:: WHAT TO PRODUCE ::
A verbatim copy of the entries is the required answer.

:: DATA SHOWN ::
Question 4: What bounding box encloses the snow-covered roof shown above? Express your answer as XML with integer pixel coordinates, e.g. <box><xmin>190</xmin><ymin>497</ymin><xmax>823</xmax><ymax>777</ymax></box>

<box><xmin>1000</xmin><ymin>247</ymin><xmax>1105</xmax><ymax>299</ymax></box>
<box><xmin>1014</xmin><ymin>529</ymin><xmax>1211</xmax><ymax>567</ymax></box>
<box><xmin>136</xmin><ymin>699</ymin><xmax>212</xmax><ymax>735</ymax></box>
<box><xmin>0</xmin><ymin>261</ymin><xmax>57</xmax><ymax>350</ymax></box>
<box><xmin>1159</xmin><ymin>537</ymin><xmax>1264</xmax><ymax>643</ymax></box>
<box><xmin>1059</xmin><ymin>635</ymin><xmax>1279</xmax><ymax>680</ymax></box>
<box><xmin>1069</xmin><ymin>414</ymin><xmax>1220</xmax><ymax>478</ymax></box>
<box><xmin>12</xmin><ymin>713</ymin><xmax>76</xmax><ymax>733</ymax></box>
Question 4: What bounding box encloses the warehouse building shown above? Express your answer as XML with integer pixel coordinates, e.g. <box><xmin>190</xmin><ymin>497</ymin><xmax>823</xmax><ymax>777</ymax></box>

:: RESULT OF THE TASK ::
Question 4: What bounding box encloses the snow-covered roof shown above? Express your answer as XML with integer pixel coordinates, e.g. <box><xmin>190</xmin><ymin>497</ymin><xmax>823</xmax><ymax>777</ymax></box>

<box><xmin>1000</xmin><ymin>247</ymin><xmax>1105</xmax><ymax>299</ymax></box>
<box><xmin>1014</xmin><ymin>529</ymin><xmax>1211</xmax><ymax>567</ymax></box>
<box><xmin>136</xmin><ymin>699</ymin><xmax>212</xmax><ymax>735</ymax></box>
<box><xmin>0</xmin><ymin>261</ymin><xmax>57</xmax><ymax>350</ymax></box>
<box><xmin>1159</xmin><ymin>537</ymin><xmax>1264</xmax><ymax>643</ymax></box>
<box><xmin>1059</xmin><ymin>635</ymin><xmax>1279</xmax><ymax>680</ymax></box>
<box><xmin>1069</xmin><ymin>414</ymin><xmax>1220</xmax><ymax>478</ymax></box>
<box><xmin>12</xmin><ymin>713</ymin><xmax>76</xmax><ymax>733</ymax></box>
Question 4: What bounding box encloses the warehouse building shown above? Express your answer as XML with integer pixel coordinates, e.g. <box><xmin>190</xmin><ymin>497</ymin><xmax>823</xmax><ymax>777</ymax></box>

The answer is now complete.